----- INFORMATION SHOWN -----
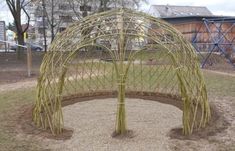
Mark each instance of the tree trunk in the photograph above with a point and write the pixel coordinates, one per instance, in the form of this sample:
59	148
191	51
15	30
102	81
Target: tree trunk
20	50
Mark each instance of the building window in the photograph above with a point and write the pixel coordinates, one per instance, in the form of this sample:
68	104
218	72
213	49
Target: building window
61	29
64	7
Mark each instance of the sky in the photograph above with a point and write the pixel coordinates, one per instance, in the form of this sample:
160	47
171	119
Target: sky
217	7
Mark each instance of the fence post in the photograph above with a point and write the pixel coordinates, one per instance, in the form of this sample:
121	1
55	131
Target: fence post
29	60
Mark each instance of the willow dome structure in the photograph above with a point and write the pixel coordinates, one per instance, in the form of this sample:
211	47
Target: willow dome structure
121	53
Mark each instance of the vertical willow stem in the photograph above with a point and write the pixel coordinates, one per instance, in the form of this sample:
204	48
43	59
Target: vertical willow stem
121	113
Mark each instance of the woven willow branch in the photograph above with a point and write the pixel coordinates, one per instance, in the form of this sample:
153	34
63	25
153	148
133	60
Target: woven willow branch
125	51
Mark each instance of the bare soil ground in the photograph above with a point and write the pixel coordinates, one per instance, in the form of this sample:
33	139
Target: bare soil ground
156	126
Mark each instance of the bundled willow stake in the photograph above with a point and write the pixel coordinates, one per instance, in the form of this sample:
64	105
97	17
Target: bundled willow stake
121	51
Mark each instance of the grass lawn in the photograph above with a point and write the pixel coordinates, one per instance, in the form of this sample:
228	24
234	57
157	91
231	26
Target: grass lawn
11	104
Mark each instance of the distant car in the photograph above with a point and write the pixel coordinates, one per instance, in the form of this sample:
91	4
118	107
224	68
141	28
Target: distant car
34	47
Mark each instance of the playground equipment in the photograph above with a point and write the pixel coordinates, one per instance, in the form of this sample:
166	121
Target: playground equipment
120	53
219	38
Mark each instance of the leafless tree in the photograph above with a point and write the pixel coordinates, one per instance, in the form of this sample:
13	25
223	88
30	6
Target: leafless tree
101	5
17	7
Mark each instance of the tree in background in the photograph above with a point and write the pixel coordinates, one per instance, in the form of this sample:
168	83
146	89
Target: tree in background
17	7
101	5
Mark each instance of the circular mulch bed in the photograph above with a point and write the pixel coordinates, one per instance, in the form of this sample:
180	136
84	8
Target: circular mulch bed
94	121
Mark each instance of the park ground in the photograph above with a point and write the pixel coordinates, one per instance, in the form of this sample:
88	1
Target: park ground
18	93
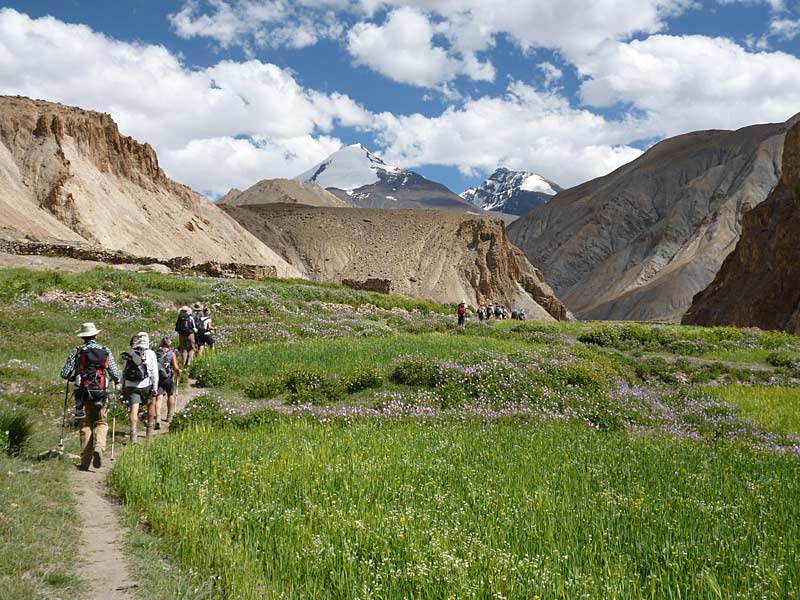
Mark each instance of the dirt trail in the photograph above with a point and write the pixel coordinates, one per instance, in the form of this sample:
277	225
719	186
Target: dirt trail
102	535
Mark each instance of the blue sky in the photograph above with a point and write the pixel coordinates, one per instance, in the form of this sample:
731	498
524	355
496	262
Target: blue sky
233	91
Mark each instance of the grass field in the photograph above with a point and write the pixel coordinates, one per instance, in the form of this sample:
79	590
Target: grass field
299	509
386	453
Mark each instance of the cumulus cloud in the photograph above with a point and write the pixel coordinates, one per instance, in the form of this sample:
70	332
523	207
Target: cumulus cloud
523	129
684	83
156	98
402	49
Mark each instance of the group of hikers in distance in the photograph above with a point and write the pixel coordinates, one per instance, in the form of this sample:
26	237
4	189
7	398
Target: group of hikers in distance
488	311
147	378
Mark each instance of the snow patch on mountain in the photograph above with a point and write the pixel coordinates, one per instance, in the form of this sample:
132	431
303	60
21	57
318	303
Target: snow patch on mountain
348	169
513	192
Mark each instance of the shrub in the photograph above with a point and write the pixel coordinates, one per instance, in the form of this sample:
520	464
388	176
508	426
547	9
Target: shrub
208	374
15	429
783	358
297	379
604	335
364	378
328	391
261	387
415	369
203	410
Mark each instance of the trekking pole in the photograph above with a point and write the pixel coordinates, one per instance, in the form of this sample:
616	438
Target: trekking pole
114	423
64	417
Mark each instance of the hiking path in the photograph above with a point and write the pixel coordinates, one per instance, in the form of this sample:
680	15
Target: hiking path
102	536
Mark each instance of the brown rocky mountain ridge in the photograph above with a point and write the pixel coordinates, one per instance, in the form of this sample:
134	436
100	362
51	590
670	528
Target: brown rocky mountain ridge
759	282
67	174
444	255
640	242
286	191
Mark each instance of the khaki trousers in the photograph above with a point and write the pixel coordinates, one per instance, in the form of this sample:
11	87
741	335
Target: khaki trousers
94	430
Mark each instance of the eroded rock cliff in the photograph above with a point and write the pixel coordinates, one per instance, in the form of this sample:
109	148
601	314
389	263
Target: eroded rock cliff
759	283
442	255
69	174
640	242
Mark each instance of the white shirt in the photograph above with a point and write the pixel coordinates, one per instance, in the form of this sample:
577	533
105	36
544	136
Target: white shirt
151	380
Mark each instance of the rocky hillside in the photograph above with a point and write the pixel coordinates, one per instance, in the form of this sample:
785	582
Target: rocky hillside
640	242
443	255
759	283
512	192
68	174
282	191
362	179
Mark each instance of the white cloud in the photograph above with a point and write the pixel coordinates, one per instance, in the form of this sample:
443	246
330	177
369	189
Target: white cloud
154	97
524	129
216	165
402	49
552	74
685	83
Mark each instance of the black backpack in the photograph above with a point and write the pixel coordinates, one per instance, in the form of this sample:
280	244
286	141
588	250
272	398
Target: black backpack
184	324
135	365
164	358
199	323
92	365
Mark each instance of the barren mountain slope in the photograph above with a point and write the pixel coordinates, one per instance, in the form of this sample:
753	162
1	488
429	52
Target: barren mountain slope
641	241
282	191
759	283
69	174
443	255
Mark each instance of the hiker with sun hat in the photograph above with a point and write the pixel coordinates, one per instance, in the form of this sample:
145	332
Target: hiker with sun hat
90	365
141	382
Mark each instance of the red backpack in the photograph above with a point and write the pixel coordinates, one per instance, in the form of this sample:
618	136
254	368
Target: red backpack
92	366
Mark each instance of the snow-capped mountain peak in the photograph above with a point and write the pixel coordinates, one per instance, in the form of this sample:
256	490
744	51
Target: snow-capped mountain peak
513	192
349	168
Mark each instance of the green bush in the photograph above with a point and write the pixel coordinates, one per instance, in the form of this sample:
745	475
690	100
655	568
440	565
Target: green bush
203	410
261	387
416	370
208	374
364	378
783	358
15	429
604	335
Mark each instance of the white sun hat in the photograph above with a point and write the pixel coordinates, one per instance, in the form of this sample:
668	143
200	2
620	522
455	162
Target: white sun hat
88	330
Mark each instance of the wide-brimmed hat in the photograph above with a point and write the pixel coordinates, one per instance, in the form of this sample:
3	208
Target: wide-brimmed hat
141	340
88	330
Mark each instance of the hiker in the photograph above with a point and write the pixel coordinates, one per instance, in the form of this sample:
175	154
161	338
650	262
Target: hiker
462	312
199	332
186	329
89	366
141	382
205	331
168	374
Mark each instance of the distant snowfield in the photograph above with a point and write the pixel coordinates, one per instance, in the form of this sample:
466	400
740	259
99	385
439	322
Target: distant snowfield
347	169
536	183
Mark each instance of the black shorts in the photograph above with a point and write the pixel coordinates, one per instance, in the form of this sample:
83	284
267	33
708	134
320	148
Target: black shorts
166	386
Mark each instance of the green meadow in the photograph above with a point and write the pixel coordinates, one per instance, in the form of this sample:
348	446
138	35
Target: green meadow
353	445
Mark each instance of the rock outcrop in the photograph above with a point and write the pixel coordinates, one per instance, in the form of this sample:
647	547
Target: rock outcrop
442	255
759	283
69	174
282	191
640	242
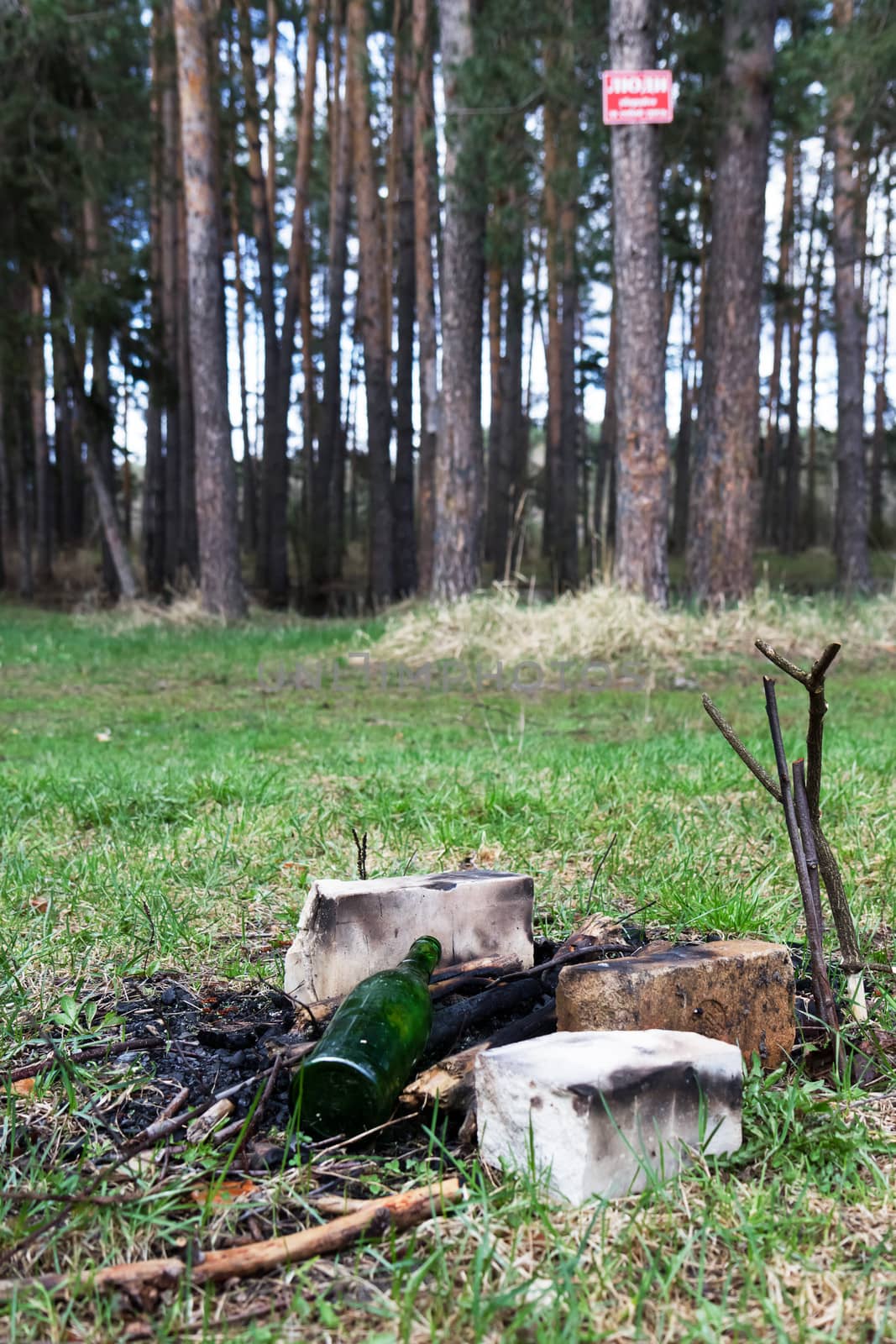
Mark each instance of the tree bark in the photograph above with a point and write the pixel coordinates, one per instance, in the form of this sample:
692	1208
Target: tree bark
604	495
512	465
879	437
222	589
642	443
429	391
325	539
38	387
458	467
187	537
495	289
371	320
772	504
789	512
812	464
170	311
249	512
403	534
851	530
271	562
70	476
721	514
154	514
-----
### WHAT THE TASK ASKS
The lines to copy run from the line containing "Mark each instance of the rock outcrop" through the end of the data above; copy exactly those, minus the pictures.

### WRITTEN ANSWER
Mark each instance of the rock outcrop in the photograph above with a point and write the pixel coordinates, one per instance, in the form of this sample:
647	547
Target: rock outcrop
442	255
759	283
69	174
282	191
640	242
Mark each instance of the tree bark in the photograph above with a point and write the pixel coordinates, one per instance, in the form of this sample:
692	1208
Target: tree bark
604	495
512	465
879	437
222	589
642	443
429	391
325	539
38	387
458	467
187	537
495	289
371	320
772	504
789	512
812	464
170	311
249	512
403	534
851	530
271	562
70	476
721	514
154	514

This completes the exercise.